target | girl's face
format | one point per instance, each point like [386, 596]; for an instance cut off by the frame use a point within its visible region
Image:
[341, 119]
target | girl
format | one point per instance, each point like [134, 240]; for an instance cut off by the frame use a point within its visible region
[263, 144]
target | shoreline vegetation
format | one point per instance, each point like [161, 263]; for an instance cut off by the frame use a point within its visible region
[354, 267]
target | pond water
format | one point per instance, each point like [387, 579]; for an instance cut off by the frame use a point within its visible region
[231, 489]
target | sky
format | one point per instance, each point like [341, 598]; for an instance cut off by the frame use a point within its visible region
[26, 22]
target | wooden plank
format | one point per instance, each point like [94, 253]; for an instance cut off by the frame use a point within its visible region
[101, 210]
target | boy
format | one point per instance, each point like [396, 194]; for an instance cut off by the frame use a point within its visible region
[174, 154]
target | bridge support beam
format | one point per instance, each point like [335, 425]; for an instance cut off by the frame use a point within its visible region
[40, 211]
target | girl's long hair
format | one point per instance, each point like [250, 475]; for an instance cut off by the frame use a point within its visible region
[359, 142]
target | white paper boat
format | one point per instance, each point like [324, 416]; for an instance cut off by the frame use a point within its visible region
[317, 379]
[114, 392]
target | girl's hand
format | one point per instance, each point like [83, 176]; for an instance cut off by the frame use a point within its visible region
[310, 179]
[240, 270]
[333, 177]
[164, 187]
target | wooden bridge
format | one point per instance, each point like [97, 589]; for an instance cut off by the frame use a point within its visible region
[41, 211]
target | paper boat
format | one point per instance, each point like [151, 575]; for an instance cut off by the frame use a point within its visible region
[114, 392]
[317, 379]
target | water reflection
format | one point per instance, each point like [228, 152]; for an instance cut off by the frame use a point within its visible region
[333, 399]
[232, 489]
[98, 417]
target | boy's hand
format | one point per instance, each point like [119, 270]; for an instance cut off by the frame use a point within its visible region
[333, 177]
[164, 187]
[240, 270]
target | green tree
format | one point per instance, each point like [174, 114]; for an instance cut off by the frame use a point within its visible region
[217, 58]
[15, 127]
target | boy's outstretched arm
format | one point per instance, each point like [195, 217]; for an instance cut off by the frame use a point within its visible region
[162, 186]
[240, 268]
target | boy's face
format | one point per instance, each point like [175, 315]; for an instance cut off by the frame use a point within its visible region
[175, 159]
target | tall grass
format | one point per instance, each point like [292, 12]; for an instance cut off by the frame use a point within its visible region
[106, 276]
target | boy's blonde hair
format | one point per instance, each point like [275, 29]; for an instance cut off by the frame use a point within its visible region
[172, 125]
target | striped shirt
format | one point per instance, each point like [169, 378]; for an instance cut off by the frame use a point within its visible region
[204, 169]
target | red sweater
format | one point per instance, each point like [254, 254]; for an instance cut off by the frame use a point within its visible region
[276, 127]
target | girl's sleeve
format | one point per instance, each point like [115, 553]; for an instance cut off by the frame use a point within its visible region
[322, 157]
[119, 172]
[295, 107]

What needs to be done =
Please rewrite all the entries above, changing "paper boat" to "origami boat" wherever it occurs and leaving everything else the same.

Problem solution =
target | girl's face
format | one point per instance, each point like [386, 596]; for an instance cut off by the frame use a point within its visible region
Image:
[341, 119]
target | girl
format | one point per instance, each point like [134, 240]; for an instance cut off by the frame use a point within its visible region
[263, 144]
target | shoreline vegetation
format | one point per instance, each point like [161, 263]; for an instance cut off by the frame use a point within its visible region
[354, 267]
target | pond water
format | one point per instance, each point like [387, 579]; for an instance cut off by the frame use a point within its visible region
[231, 489]
target | sky
format | one point per instance, each point like [341, 598]; for an instance cut off by the frame use a point within its visible region
[26, 22]
target | wooden plank
format | one point per instance, each point like [94, 253]; for an instance cut off by the frame use a point within its visible region
[101, 210]
target | boy
format | one point per instance, each point like [396, 194]; for an instance cut off by the frame use a point within its visible region
[174, 154]
target | bridge support beam
format | one point per instance, each point like [335, 425]; for an instance cut off by the frame use a point within its visible region
[40, 211]
target | girl's long hair
format | one point per instance, each point like [250, 475]; for an instance cut off by the frame use a point within its visible region
[359, 142]
target | white origami boat
format | one point per instance, each point like [324, 416]; for an instance cut off by the frame use a point within its visible region
[317, 379]
[114, 392]
target | girl's hand
format | one point per instance, each point like [83, 176]; for an instance cut off by the frame use a point within its visible region
[310, 179]
[240, 270]
[333, 177]
[164, 187]
target | wooden bridge
format | one point per instance, each point like [97, 589]; for an instance cut off by the frame use a point within its visible region
[41, 211]
target | origami boat
format | one point per instance, each point like [151, 575]; for an instance cut off by the frame use a point within its visible region
[114, 392]
[317, 379]
target | water reflection
format | one point per instance, each point like [228, 152]; for an instance cut off by the frame use a point within its visible region
[333, 399]
[232, 489]
[98, 417]
target | boy's hand
format | one point per instance, each point like [119, 270]; for an instance cut off by the frame use a point within its visible region
[333, 177]
[164, 187]
[240, 270]
target | green tree
format | one point per instance, each point like [174, 114]; for an instance cut off by the frame use a point within its visible region
[217, 58]
[15, 127]
target | boy's outstretched arm
format | one point per instance, each point like [195, 217]; for an instance cut off by the frame use a point within its visible region
[162, 186]
[240, 268]
target | boy's face
format | one point per instance, each point like [175, 315]; for an instance cut off by the frame use a point within its visible region
[175, 159]
target | tall grass
format | one point per instance, each point like [292, 12]; for an instance cut off by the frame use a point within its visible region
[106, 276]
target | boy's blonde hair
format | one point per instance, each point like [275, 29]; for an instance cut off by the frame use a point within its visible region
[172, 125]
target | striped shirt
format | one point per instance, each point like [169, 378]; for an instance cut off by the frame use a point within its visible region
[204, 169]
target | red sweater
format | one point per instance, each point like [254, 254]; for an instance cut off by the frame use a point within its visible region
[276, 127]
target | girl's sleeve
format | one point per instance, each point like [115, 553]; for an instance cut off by the frame use a point within its visible region
[322, 157]
[119, 172]
[295, 107]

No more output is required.